Валерий Брюсов - Русские символисты
Бальмонт пересказывает одну только первую половину этого сказания, уничтожая тем весь его смысл. Садко Бальмонта, действительно, скупает все товары и, торжествуя, заявляет о себе в таких совсем ненародных выражениях:
Гусли звончаты недаром говорят:
Я Садко Богатый Гость, весенний (?) сад (?).
Точно так же уничтожает Бальмонт весь смысл сказания о том, как Садко спасся от Морского царя. В былине, когда Садко начал играть на дне в гусельки яровчаты, царь Морской расплясался и вода в море всколебалася. Стало много тонуть людей праведных, и народ взмолился к Миколе Можайскому. Микола, в образе старца, явился Садко и посоветовал ему поломать гусельки, а потом из предлагаемых невест выбрать девушку Чернавушку… У Бальмонта совсем нет Миколы. Царь Морской просто «наплясался» вдосталь и перестал. А Садко выбрал Чернавку не по совету свыше, а просто потому, что он — «причудник». Странное объяснение! Зато в былине совершенно последовательно рассказывается, что, вернувшись на землю, Садко построил церковь Миколе Можайскому; а у Бальмонта, уже совершенно ни к чему, упоминается-таки при пробуждении Садко на берегу:
Вон там храм Николы…
Подобные же примеры можно привести и из сделанных Бальмонтом переложений других былин.

ЗАДАЧА. Переведите на английский язык предложение из текста о былине про Садко: «Подобные же примеры можно привести и из сделанных Бальмонтом переложений других былин». Эти записи взяты из другого источника.

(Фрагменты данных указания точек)

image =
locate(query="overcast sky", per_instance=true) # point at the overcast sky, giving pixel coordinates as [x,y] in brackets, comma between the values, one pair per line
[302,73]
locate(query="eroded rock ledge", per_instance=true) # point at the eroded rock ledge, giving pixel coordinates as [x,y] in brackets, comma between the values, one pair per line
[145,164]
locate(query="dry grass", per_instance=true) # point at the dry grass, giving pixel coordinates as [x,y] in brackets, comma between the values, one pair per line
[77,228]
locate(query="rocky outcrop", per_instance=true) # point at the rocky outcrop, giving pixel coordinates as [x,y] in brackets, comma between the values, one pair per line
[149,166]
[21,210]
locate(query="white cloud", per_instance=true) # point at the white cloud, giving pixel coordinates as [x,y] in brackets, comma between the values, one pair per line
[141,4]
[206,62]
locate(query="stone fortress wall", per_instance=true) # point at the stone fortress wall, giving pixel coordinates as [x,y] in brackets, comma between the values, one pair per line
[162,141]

...

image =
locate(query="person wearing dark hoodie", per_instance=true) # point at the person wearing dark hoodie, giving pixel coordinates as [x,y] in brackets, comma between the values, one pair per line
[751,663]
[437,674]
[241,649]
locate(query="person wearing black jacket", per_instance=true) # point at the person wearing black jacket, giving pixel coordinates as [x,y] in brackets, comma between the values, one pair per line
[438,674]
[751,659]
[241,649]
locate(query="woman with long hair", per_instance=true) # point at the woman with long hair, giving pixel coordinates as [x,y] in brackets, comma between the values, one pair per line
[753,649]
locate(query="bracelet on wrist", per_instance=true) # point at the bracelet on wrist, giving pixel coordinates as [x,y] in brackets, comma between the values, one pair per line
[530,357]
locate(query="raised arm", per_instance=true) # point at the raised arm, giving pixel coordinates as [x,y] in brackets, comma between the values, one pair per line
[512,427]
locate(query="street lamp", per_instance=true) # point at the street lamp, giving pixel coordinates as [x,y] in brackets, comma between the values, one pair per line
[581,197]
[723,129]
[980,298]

* * *

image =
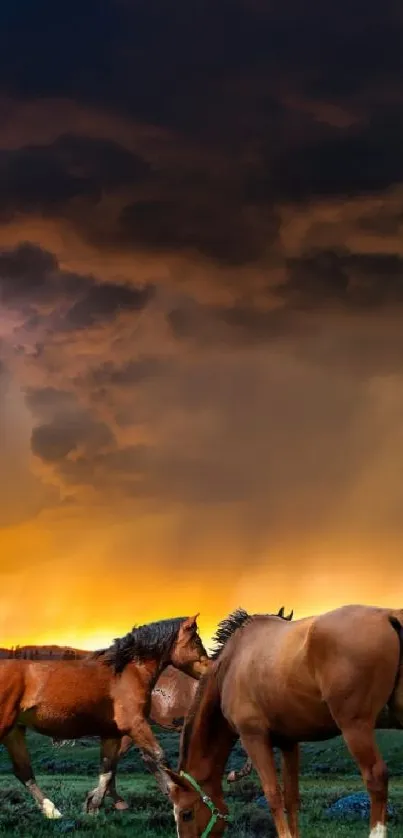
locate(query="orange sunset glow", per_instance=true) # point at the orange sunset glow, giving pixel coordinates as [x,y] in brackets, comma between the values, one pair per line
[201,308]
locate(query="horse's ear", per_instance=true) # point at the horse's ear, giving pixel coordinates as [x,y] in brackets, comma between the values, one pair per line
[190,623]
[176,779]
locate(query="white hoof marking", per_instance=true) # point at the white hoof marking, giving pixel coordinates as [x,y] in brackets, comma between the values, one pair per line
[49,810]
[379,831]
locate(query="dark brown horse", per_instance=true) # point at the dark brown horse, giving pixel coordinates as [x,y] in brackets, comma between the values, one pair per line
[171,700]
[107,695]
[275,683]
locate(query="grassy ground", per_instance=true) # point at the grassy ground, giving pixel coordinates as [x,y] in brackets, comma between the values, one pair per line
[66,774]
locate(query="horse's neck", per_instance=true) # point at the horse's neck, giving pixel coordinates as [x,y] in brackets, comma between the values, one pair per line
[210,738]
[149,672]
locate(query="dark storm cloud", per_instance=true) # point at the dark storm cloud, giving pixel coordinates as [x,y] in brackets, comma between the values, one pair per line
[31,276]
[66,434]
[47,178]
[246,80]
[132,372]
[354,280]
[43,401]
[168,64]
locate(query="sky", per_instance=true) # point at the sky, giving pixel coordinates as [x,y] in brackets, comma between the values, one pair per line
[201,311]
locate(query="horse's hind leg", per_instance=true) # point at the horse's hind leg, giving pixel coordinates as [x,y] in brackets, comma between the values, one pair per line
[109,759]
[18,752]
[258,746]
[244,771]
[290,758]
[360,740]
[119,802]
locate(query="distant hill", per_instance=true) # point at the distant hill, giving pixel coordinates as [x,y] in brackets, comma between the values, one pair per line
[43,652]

ОТВЕТ НИЖЕ. Similar examples can also be drawn from Balmont's retellings of other byliny.